» Passage shown
For me, it took eight years to break up with my last home, Austin. You can quit calling an ex and block his email, but how do you break up with a city?

Austin was an exotic lover. I was born in Philadelphia and raised in the Bronx. (My first crush was a boy named Sultan in second grade, but a close second was the noisy, awkward not-quite-adult that was New York.) In Austin, sunsets sent bats like a flurry of black kisses into a magenta sky. I got hooked on the endless supply of bright sunshine and great local beer.

The wide Texas sky was a place where I could project a thousand dreams on an infinite number of stars above. I got nice and comfortable with Austin, cozy enough to build a garden in my backyard and adopt a Mastiff mutt. With my hands in the soil under blistering triple-digit temperatures that seemed to stretch from April to September, I learned about mouse-sized roaches with wings that rustled like paper when they took flight. I learned to save mason jars and use the heat to make sun tea on my porch.

The moment of reckoning always comes, whether you want it to or not. Like that moment you realize the man buying you dinner chews with his mouth open, I understood that the view of the ever-expanding skyline and the pretty live oaks with their crooked branches came with costs.

» Materials provided

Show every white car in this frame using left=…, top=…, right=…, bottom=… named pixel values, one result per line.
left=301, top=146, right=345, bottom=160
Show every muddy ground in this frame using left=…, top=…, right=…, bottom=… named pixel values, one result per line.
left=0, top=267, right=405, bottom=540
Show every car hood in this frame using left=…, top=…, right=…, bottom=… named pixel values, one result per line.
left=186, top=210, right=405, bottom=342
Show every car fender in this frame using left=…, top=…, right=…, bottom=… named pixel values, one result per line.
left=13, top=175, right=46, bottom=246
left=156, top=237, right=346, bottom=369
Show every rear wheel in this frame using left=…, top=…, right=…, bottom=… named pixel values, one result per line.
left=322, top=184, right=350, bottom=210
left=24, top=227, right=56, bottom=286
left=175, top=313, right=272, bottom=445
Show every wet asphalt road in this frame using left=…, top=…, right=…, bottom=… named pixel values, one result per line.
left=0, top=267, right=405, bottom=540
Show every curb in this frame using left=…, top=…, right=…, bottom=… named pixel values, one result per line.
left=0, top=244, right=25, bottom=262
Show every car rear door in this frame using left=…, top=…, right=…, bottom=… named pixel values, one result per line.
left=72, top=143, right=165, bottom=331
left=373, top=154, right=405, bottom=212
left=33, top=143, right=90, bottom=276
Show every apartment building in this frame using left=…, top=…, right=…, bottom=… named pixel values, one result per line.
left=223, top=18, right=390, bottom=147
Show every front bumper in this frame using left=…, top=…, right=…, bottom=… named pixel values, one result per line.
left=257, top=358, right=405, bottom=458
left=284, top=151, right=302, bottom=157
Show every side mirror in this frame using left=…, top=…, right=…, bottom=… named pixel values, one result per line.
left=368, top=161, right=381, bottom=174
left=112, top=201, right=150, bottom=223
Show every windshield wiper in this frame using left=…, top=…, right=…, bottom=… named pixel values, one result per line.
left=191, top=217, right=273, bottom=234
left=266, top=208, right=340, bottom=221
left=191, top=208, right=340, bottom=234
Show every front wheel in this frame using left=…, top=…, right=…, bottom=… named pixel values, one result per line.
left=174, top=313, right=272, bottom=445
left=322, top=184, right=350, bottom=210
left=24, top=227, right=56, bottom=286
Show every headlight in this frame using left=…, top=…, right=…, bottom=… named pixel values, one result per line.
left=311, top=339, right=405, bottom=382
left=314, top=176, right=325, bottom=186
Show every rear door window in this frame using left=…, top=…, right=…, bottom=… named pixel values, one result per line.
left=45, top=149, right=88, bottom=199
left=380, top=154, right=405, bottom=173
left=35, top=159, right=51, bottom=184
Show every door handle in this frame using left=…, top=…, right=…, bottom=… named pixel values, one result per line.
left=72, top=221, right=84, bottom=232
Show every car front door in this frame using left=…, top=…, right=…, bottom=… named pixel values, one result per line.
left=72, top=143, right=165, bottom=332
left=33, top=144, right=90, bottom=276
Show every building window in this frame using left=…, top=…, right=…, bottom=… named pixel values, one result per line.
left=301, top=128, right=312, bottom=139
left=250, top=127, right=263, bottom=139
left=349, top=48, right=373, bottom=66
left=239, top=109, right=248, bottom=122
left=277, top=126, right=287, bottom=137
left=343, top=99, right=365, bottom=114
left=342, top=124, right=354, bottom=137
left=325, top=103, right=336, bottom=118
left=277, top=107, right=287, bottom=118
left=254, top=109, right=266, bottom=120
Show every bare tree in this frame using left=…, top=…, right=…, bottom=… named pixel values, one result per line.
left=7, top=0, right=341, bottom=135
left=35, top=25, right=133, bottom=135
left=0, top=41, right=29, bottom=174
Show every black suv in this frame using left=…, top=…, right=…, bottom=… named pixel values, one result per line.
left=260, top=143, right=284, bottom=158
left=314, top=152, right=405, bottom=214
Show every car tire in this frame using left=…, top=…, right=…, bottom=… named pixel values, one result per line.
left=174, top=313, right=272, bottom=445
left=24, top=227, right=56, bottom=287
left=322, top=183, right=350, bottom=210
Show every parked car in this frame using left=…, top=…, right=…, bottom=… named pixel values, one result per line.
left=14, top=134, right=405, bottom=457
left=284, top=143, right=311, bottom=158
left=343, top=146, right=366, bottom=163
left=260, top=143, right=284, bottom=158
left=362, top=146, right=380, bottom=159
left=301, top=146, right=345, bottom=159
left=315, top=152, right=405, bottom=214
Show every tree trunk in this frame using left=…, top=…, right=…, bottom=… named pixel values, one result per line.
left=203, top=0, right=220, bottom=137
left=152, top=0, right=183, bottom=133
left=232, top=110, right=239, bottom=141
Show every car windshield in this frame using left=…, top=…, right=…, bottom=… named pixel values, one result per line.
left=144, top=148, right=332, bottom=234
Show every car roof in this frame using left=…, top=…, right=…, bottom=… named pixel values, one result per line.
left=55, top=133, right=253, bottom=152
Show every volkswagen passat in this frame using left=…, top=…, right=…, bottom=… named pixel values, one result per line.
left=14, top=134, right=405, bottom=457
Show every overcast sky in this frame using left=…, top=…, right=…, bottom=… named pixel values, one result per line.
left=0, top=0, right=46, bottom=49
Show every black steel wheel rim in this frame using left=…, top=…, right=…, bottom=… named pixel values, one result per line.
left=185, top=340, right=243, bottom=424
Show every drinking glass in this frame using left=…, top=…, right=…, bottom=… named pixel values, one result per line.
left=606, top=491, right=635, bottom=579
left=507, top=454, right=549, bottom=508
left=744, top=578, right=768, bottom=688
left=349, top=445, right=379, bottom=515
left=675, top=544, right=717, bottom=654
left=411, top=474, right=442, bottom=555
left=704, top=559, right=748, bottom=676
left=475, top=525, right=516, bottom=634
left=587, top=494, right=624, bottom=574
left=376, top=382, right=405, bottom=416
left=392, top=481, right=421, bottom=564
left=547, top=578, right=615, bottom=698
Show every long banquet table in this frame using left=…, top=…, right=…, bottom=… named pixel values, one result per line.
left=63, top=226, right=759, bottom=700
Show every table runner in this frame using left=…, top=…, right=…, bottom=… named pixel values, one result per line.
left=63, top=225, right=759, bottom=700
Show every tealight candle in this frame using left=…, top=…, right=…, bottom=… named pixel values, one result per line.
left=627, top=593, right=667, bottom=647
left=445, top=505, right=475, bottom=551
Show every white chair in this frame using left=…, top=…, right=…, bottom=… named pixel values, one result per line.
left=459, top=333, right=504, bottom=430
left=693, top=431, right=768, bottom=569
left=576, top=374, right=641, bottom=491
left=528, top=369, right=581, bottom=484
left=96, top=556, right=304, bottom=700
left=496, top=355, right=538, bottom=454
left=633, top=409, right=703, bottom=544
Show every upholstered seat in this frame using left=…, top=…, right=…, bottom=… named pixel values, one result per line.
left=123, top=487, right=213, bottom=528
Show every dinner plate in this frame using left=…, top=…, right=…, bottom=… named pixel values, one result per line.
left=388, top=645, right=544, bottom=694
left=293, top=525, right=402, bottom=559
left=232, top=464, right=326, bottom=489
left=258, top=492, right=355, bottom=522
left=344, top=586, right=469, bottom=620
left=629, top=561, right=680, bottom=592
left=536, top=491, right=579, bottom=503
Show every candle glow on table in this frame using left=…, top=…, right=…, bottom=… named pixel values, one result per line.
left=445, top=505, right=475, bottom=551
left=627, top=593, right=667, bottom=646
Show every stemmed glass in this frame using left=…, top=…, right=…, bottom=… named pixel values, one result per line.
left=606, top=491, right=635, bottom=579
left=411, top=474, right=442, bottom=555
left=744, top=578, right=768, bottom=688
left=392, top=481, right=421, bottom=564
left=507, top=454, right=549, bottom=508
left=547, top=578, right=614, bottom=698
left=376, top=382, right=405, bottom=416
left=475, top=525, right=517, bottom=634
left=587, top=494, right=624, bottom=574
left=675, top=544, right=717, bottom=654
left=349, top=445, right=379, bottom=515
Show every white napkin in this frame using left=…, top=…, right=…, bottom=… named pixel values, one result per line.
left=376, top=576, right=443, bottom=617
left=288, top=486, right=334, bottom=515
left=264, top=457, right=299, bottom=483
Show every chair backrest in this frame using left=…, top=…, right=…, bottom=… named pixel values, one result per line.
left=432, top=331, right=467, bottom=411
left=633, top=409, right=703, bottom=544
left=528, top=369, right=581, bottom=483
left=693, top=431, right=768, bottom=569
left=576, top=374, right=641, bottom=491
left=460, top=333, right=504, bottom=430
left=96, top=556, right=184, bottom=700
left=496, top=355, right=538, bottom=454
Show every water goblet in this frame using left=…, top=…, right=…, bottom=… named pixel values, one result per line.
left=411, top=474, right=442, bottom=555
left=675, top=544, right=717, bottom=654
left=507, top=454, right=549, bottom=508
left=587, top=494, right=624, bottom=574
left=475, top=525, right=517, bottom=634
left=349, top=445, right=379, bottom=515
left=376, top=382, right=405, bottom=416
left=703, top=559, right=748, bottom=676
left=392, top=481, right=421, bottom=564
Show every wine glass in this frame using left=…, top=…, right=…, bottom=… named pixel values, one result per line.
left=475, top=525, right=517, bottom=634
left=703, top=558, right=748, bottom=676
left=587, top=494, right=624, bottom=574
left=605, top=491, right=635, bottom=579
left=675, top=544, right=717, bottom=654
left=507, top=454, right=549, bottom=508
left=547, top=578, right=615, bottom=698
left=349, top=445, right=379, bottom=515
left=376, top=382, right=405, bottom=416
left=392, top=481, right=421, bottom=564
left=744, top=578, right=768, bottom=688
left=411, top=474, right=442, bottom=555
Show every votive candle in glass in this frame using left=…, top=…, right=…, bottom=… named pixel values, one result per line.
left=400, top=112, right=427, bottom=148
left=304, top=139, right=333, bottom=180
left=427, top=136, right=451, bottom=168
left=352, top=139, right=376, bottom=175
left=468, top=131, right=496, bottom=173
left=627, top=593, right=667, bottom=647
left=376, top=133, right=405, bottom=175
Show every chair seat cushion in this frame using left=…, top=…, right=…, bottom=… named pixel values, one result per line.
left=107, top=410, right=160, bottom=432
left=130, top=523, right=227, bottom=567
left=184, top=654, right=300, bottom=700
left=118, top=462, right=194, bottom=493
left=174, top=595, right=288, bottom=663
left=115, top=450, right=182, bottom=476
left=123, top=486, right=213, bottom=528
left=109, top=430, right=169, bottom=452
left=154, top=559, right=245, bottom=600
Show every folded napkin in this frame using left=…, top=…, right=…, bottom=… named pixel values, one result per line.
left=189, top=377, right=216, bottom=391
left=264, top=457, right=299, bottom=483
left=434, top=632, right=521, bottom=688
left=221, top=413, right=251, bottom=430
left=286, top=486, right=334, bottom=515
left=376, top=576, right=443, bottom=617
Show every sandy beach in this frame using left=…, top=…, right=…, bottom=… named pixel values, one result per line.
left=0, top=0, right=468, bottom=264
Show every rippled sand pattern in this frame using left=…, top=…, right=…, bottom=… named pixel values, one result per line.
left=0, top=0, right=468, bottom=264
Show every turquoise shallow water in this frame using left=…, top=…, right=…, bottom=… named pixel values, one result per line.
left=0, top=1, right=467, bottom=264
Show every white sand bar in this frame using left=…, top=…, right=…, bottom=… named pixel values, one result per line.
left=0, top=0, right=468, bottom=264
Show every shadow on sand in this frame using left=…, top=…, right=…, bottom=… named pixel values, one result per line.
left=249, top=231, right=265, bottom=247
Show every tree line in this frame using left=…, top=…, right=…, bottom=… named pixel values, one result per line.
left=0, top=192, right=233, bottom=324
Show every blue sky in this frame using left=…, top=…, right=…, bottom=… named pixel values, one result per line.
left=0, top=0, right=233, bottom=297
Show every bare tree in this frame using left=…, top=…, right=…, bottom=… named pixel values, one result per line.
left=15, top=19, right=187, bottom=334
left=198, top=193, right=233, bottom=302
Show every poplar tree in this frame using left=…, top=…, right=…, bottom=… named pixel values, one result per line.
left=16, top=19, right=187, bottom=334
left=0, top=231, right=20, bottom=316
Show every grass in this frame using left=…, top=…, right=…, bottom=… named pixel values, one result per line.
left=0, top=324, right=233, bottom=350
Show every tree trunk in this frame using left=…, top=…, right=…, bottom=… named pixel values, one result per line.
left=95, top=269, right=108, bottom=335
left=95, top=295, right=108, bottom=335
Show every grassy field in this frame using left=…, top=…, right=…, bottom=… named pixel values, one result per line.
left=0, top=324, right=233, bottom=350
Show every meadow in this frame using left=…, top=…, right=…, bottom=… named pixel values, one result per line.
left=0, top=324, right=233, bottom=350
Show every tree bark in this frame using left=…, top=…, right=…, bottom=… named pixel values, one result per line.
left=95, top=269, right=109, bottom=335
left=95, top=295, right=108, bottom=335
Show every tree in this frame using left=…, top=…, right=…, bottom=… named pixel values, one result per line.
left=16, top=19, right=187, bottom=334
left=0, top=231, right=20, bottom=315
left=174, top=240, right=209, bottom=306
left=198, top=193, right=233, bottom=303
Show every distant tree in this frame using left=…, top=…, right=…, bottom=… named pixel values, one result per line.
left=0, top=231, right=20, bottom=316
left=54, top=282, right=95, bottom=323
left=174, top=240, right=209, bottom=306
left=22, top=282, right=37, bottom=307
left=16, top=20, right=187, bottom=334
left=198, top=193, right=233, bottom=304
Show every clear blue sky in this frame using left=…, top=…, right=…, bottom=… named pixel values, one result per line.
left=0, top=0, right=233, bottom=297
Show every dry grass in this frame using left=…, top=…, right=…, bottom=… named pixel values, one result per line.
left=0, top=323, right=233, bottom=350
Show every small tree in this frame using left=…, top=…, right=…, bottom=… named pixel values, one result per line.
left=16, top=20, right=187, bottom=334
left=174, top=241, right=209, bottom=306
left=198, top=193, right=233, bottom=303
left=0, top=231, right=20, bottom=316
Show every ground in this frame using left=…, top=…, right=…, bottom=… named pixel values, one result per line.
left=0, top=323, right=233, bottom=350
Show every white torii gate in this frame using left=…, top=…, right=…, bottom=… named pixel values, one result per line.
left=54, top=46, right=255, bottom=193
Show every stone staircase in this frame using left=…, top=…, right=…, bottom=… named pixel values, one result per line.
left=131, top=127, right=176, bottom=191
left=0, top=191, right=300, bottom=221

» What you need to do
- a) Which place names appear in the passage about leaving Austin?
- b) Can you rescale the rows between the first line of the rows and the line holding "left=191, top=208, right=340, bottom=234", inclusive? Multiply every bounding-box coordinate in the answers by 0.3, round to whole numbers with halves going up, and repeat the requests unchanged.

» Responses in order
- a) Austin, Philadelphia, the Bronx, New York, Texas

- b)
Show every white car in this frame using left=…, top=…, right=…, bottom=… named pixel values, one result per line.
left=90, top=44, right=104, bottom=48
Show every muddy ground in this frame using left=…, top=…, right=…, bottom=… named pixel values, one result per line.
left=0, top=80, right=122, bottom=162
Show every car hood in this frame using left=…, top=…, right=…, bottom=… named pixel values, one result per line.
left=56, top=63, right=122, bottom=103
Show every car fender in this frame using left=…, top=…, right=…, bottom=… named pixel values, one result per line.
left=4, top=53, right=14, bottom=74
left=47, top=71, right=104, bottom=111
Show every rear wheel in this frame using left=…, top=…, right=…, bottom=… named pixel values, one result per line.
left=97, top=55, right=105, bottom=63
left=7, top=68, right=17, bottom=86
left=53, top=94, right=82, bottom=134
Show every wet asphalt road in this frame using left=…, top=…, right=…, bottom=… named pixel values, one result per line.
left=0, top=80, right=122, bottom=162
Show every curb in this frame using left=…, top=…, right=…, bottom=… named pixel values, one result per line.
left=0, top=73, right=8, bottom=79
Show every car rear door in this frame using left=…, top=…, right=…, bottom=… named pixel values, one result per line.
left=22, top=43, right=50, bottom=99
left=112, top=46, right=122, bottom=64
left=10, top=43, right=27, bottom=83
Show every apartment building in this frame using left=…, top=…, right=…, bottom=… named pixel values, one result per line.
left=67, top=5, right=117, bottom=44
Show every front bumper in this frame using left=…, top=…, right=…, bottom=… named pixel values, one result per line.
left=77, top=107, right=122, bottom=137
left=85, top=45, right=91, bottom=47
Show every side mirror in this frame using left=…, top=…, right=…, bottom=… named pixel values, one result per line.
left=110, top=48, right=114, bottom=52
left=34, top=60, right=45, bottom=67
Show every windshield wiper in this frame using left=…, top=…, right=…, bottom=… named pixel values, one result per line.
left=57, top=65, right=82, bottom=70
left=80, top=62, right=102, bottom=66
left=57, top=62, right=102, bottom=70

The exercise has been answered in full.